What you are asked to do:
Leaving out all pictures, transcribe exactly the lines between the line with "Target: distant mountain ridge" and the last line of the records below, both included.
Start of The data
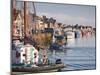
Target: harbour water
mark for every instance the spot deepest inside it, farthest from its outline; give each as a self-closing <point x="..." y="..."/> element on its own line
<point x="80" y="54"/>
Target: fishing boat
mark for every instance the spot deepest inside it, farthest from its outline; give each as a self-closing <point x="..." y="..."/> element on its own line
<point x="70" y="34"/>
<point x="44" y="68"/>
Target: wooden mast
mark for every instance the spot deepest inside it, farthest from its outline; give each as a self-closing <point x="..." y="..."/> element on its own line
<point x="25" y="25"/>
<point x="12" y="10"/>
<point x="35" y="15"/>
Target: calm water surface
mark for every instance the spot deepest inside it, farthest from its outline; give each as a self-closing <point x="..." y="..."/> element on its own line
<point x="80" y="54"/>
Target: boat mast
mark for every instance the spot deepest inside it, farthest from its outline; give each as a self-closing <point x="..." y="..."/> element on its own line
<point x="12" y="2"/>
<point x="25" y="25"/>
<point x="34" y="15"/>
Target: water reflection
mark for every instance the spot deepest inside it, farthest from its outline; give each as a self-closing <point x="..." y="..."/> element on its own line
<point x="79" y="54"/>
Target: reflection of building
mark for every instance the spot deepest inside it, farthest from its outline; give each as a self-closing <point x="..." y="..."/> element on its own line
<point x="18" y="24"/>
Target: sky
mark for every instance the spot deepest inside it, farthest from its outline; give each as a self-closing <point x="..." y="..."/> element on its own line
<point x="64" y="13"/>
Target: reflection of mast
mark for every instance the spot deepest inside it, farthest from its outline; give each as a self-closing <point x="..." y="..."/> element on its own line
<point x="12" y="17"/>
<point x="25" y="25"/>
<point x="34" y="15"/>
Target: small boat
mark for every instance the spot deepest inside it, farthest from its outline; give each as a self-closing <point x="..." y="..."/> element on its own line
<point x="55" y="46"/>
<point x="45" y="68"/>
<point x="70" y="34"/>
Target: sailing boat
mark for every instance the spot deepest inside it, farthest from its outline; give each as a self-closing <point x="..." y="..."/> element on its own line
<point x="40" y="68"/>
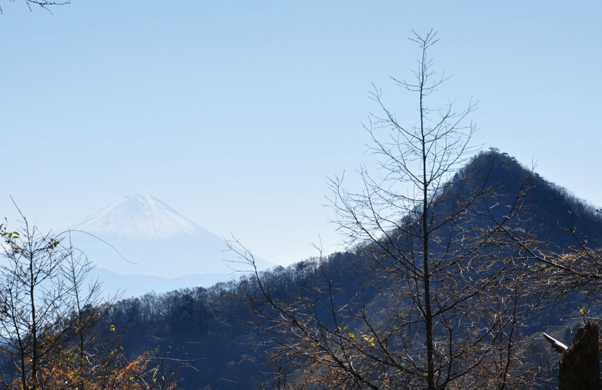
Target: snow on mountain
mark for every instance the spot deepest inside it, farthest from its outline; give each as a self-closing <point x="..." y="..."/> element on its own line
<point x="138" y="216"/>
<point x="141" y="235"/>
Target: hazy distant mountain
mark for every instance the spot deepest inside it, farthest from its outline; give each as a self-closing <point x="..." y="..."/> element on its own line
<point x="139" y="216"/>
<point x="140" y="235"/>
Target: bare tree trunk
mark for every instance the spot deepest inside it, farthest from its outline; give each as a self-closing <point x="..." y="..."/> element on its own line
<point x="580" y="364"/>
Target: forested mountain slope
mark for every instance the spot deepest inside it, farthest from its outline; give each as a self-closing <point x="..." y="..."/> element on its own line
<point x="214" y="333"/>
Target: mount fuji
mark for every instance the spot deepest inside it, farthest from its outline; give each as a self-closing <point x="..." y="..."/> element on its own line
<point x="140" y="244"/>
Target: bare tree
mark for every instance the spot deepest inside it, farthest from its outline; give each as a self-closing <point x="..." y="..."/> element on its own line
<point x="46" y="5"/>
<point x="53" y="322"/>
<point x="438" y="253"/>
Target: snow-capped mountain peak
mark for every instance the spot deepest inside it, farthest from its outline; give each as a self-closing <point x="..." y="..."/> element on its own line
<point x="138" y="216"/>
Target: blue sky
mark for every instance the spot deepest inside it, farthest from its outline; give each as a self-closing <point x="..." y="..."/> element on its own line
<point x="236" y="113"/>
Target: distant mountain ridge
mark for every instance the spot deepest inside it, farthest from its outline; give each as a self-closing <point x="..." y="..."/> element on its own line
<point x="141" y="244"/>
<point x="138" y="216"/>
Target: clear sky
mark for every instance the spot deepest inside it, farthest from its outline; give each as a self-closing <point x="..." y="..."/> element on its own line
<point x="236" y="112"/>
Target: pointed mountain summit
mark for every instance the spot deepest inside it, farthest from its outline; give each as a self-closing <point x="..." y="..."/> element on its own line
<point x="139" y="216"/>
<point x="140" y="236"/>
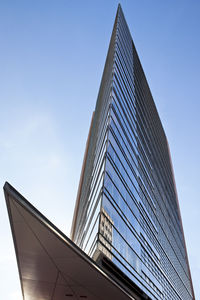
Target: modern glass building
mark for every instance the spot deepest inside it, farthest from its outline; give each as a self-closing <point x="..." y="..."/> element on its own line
<point x="127" y="240"/>
<point x="127" y="215"/>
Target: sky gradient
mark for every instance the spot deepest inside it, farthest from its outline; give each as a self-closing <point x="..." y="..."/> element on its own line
<point x="52" y="56"/>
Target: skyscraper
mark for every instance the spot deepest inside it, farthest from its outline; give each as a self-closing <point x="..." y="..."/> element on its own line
<point x="127" y="215"/>
<point x="127" y="219"/>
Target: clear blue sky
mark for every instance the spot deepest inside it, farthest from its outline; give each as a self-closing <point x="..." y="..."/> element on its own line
<point x="52" y="55"/>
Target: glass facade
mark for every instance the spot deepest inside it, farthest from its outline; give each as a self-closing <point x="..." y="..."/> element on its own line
<point x="128" y="209"/>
End of The data
Output for this task:
Target: distant mountain ridge
mark for every instance the spot deepest inside it, farthest from its outline; give each as a self-closing <point x="..." y="..."/> element on its own line
<point x="141" y="244"/>
<point x="138" y="216"/>
Target: clear sky
mark for every instance the spot deepest inside it, farthest from its outline; give each as a self-closing <point x="..." y="..."/> element on its own line
<point x="236" y="112"/>
Target: pointed mountain summit
mark for every instance the spot deepest inside it, farthest from its outline; give each as a self-closing <point x="..." y="..."/> element on its own line
<point x="139" y="216"/>
<point x="140" y="236"/>
Target: modern glass building
mark for every instance the spot deepest inside it, farthest from its outline; give each as a self-closing <point x="..." y="..."/> element on its own line
<point x="127" y="240"/>
<point x="127" y="215"/>
Target: sky gradient
mark for every instance the spot deepest inside it, farthest from its outline; give each as a self-closing <point x="..." y="..."/> element on its own line
<point x="52" y="56"/>
Target: skyscraper
mark for every instance the spot deepest inside it, farthest from its outline; give each as a self-closing <point x="..." y="..."/> element on its own line
<point x="127" y="215"/>
<point x="127" y="219"/>
Target: clear blue sky
mark for every instance the spot deepest inside it, farthest from its outline; give each as a self-closing <point x="..." y="..."/> element on its own line
<point x="52" y="55"/>
Target: glass facade
mark for every instance the spot deepest inside it, farthest from its outline; give each as a self-closing <point x="..." y="..."/> element on its own line
<point x="128" y="209"/>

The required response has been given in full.